#### Tarefas propostas
(A) Responda, com base no trecho sobre a família, às três questões a seguir:
(i) Segundo o primeiro parágrafo, que lembrança a família semeia em nosso registro?
(ii) Qual é o objetivo comum dos membros da constelação familiar?
(iii) De acordo com o último parágrafo, o que esse sentimento não permite?
(B) Extraia do trecho sobre a família, sem nenhuma alteração, a passagem que vai de "A família é nosso" até "lembrança do acolhimento.".

#### Trecho selecionado
**********
Porque nos sentimos solitários em meio à família? - Thiago Strapasson



A família é nosso berço. Foi ali que iniciamos nosso trajeto, que aprendemos as primeiras regras da vida, que recebemos afeto. A família é o início de nossa vida, um lugar que, em nosso registro, semeia a lembrança do acolhimento.

Mas também é onde fomos ensinados que existem regras. A partir da família iniciamos o processo de tomar contato com nossa personalidade, ou com aquilo pensamos que somos. Ali se formam nossos primeiros traumas, nosso sentimento de incapacidade, de dependência afetiva. Na família aprendemos a vestir mascaras para agradar, para conviver, muitas vezes disfarces, papeis que exercemos nesse seio de acolhimento, mas que no fundo não nos faz bem.


A constelação familiar é um núcleo onde membros tem um objetivo comum, transcender suas restrições e prestar auxílio mutuo nesse propósito. Cada núcleo familiar é formado pelo menos de um aspecto conectado à matriz de sofrimento planetária, onde aquele grupo decidiu superar em conjunto.

Mas até que isso se dê vestimos os personagens dessas restrições, assumimos papeis ativos de drama, de proteção, de carência. Papeis que não dizem sobre nossa essência, mas que incorporamos para aprender a sobreviver no mundo.

Nesse meio assumimos personagens, vestimos disfarces de escassez, de medo, de vitimização, de anseios e, nesses papeis, cobramos para que cada membro exerça seu personagem, para que o núcleo se mantenha sólido, seguro e assim possamos deixar intacto nosso berço de recepção.

Temos medo que esse núcleo se desfaça, que ele se quebre, que os papeis deixem de ser exercidos. Afinal, é um dos poucos berços de segurança e acolhimento que temos nesse planeta. As movimentações dos núcleos familiares são sempre doloridas à nossa alma. Lutamos por fazê-lo permanecer como encontramos, como fomos recepcionados. É um dos poucos locais que voltaremos e encontraremos pessoas que nos amam, que nos compreendem, que conhecem nossa história. É um lugar onde não nos sentimos tão solitários.

Mas esse sentimento também amarra, prende, não permite nossa autenticidade. Muitas vezes temos que nos aquietar, fingir que aceitamos para que ele possa permanecer na segurança inicial. Preferimos nos manter nesse papel a seguir nosso coração, a agarrar nossa liberdade.
**********
#### Dados fornecidos
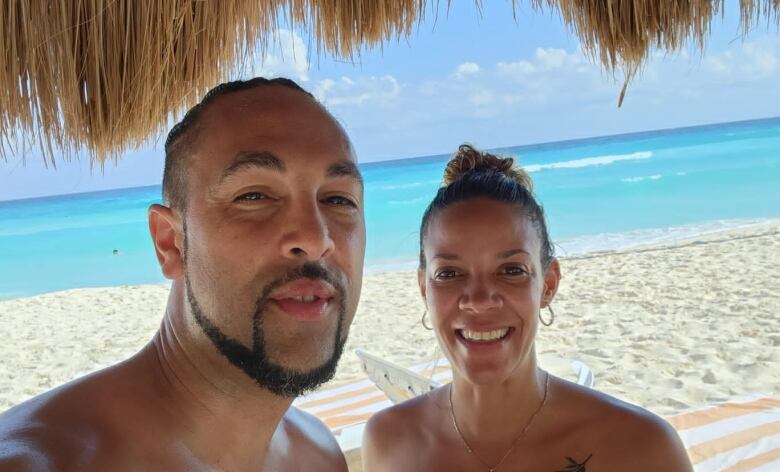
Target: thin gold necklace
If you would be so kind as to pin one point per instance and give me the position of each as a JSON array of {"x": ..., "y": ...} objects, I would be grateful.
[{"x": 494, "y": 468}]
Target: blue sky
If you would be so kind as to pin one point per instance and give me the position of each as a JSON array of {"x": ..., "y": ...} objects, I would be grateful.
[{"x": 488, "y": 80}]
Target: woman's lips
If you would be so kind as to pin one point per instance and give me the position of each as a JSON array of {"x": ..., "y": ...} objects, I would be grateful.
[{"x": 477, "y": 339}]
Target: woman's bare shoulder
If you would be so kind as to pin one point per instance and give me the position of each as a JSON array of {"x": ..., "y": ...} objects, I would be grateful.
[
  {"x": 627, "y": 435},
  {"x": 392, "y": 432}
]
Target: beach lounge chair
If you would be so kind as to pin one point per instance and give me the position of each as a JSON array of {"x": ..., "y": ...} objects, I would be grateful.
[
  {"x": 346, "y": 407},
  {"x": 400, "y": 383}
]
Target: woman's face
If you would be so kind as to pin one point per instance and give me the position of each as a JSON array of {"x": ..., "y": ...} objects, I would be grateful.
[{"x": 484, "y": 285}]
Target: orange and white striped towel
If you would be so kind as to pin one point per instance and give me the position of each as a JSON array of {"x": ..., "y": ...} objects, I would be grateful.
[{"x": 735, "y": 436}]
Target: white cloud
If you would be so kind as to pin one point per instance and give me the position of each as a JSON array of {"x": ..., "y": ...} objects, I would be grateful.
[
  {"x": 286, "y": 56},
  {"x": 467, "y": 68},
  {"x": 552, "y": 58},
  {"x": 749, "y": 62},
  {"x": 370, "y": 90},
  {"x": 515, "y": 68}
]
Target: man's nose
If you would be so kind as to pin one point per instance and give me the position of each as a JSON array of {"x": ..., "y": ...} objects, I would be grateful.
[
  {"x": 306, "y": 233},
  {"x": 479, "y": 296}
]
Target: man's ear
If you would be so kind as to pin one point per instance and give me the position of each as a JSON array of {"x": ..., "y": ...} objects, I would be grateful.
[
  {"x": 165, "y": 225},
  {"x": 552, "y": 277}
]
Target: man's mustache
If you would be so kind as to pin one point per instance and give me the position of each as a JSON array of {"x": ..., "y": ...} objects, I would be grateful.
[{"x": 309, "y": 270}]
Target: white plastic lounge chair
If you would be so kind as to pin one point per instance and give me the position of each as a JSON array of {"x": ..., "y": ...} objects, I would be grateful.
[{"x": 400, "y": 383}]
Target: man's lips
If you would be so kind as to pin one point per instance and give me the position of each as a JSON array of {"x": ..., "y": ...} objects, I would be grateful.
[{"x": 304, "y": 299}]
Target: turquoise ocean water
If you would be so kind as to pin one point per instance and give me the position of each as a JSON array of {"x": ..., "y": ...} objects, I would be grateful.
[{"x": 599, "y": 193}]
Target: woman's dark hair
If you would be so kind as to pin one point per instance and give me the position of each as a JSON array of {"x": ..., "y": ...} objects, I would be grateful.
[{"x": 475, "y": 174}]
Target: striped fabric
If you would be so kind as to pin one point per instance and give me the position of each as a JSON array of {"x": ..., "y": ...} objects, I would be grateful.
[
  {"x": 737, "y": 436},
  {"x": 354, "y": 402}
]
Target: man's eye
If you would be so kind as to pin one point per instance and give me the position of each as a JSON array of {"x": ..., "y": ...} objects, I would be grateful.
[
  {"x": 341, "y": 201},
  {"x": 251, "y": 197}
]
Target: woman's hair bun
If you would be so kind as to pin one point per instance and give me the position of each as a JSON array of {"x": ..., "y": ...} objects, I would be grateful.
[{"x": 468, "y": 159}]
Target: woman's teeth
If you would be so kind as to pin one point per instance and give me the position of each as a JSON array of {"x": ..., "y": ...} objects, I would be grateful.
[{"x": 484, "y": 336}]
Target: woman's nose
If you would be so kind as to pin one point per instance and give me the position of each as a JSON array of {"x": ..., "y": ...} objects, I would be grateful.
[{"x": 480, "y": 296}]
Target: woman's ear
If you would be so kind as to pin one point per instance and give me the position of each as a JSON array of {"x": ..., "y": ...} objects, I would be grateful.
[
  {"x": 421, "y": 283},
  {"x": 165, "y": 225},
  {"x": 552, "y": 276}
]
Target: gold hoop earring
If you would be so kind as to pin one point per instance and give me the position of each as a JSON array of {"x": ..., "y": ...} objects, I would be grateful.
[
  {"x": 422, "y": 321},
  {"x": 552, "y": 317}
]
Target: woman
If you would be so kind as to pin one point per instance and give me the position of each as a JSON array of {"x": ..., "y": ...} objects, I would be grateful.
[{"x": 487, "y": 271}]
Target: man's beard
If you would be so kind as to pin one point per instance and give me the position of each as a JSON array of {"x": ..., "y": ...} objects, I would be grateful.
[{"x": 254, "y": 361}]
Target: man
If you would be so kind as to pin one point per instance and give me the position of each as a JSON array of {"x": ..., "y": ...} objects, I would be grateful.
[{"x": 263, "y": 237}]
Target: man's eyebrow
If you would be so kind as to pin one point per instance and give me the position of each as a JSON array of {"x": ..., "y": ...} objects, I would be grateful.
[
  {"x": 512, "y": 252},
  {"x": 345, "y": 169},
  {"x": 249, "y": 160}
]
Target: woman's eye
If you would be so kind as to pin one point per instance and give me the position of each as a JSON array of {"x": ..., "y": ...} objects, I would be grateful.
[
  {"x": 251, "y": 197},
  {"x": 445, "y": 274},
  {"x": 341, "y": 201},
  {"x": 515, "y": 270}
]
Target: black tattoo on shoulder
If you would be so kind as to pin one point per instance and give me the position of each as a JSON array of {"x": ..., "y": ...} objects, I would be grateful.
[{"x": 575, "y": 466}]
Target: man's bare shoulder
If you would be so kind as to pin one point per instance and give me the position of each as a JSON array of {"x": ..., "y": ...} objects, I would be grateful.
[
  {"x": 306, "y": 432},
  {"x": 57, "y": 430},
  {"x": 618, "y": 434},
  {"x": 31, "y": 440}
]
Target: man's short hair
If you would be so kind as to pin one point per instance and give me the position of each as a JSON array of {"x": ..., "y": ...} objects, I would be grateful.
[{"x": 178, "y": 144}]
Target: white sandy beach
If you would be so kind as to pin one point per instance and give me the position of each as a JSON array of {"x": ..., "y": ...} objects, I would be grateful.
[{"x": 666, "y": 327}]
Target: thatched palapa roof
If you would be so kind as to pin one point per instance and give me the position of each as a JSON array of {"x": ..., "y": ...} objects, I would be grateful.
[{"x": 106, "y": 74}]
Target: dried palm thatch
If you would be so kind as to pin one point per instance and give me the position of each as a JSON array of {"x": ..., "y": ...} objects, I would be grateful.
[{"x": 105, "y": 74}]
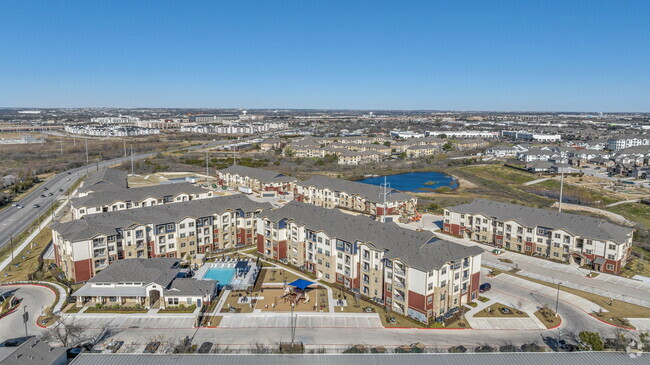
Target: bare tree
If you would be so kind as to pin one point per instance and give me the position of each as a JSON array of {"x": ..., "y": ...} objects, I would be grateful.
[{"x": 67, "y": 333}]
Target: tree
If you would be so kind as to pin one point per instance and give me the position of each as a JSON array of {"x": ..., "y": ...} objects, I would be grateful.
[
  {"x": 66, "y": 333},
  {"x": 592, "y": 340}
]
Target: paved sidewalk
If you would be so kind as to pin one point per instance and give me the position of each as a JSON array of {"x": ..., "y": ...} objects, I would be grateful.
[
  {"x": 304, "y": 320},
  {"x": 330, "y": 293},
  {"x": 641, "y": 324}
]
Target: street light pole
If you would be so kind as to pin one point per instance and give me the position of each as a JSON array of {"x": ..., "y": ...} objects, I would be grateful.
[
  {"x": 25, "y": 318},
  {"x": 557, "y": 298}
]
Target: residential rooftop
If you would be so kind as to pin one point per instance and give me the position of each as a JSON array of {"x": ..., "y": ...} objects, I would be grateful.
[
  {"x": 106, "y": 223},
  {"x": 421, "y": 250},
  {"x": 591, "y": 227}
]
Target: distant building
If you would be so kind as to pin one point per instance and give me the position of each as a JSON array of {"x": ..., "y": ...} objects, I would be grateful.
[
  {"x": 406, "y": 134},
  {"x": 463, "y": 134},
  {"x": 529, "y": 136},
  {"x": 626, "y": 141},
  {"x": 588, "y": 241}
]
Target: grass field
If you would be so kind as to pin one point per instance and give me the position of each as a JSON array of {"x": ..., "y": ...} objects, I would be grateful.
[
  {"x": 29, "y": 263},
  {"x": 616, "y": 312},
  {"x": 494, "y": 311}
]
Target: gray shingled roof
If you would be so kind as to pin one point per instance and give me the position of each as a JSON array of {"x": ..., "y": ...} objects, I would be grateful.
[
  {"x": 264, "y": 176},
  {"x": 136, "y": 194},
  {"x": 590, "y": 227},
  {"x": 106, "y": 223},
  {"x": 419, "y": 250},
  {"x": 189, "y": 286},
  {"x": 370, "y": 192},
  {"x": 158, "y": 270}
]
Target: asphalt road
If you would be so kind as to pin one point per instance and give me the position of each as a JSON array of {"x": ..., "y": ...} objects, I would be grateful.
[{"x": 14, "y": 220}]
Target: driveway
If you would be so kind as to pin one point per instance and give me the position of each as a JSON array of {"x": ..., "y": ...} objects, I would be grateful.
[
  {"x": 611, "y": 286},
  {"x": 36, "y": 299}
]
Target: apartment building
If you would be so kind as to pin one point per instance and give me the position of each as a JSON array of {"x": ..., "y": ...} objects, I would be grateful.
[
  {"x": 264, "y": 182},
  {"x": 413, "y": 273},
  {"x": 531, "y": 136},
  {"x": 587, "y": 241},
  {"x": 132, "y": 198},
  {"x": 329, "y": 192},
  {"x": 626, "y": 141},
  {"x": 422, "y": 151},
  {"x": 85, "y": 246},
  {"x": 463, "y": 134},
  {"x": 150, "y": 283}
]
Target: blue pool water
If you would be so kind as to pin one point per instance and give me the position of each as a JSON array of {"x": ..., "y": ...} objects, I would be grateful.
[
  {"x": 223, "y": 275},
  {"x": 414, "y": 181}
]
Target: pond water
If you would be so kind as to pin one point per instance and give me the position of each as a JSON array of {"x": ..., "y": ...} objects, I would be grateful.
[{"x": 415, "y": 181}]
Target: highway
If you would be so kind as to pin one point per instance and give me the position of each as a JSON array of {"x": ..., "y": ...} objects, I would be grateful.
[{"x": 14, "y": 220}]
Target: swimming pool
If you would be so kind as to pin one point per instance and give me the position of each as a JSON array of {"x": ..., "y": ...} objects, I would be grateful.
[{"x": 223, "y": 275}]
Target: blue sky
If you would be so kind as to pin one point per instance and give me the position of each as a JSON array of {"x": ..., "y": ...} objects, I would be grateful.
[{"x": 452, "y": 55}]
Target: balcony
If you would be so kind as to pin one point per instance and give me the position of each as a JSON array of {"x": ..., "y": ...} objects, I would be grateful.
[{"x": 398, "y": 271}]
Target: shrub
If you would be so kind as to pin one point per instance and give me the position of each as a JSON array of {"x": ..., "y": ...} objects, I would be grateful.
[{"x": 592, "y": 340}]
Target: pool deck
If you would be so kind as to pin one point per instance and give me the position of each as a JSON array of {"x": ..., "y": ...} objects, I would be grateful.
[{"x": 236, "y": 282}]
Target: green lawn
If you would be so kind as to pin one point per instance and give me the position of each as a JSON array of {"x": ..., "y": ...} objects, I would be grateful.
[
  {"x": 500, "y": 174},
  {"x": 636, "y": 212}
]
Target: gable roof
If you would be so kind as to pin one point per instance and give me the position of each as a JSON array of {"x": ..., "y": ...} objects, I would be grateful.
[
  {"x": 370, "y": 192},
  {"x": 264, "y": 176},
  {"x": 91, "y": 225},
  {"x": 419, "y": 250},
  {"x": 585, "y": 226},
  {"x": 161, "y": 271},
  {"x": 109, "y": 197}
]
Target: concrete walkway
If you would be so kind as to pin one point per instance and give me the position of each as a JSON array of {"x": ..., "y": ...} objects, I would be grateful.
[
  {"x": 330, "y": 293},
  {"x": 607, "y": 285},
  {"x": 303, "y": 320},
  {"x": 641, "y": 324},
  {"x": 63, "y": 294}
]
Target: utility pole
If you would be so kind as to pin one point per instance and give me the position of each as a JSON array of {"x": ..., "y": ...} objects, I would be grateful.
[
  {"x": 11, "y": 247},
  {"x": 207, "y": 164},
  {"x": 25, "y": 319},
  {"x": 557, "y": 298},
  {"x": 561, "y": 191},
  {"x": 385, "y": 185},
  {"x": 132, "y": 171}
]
**********
#### Respostas em ordem
(A)
(i) A lembrança do acolhimento.
(ii) Transcender suas restrições e ajudar-se mutuamente nesse propósito.
(iii) Não permite nossa autenticidade.

(B)
A família é nosso berço. Foi ali que iniciamos nosso trajeto, que aprendemos as primeiras regras da vida, que recebemos afeto. A família é o início de nossa vida, um lugar que, em nosso registro, semeia a lembrança do acolhimento.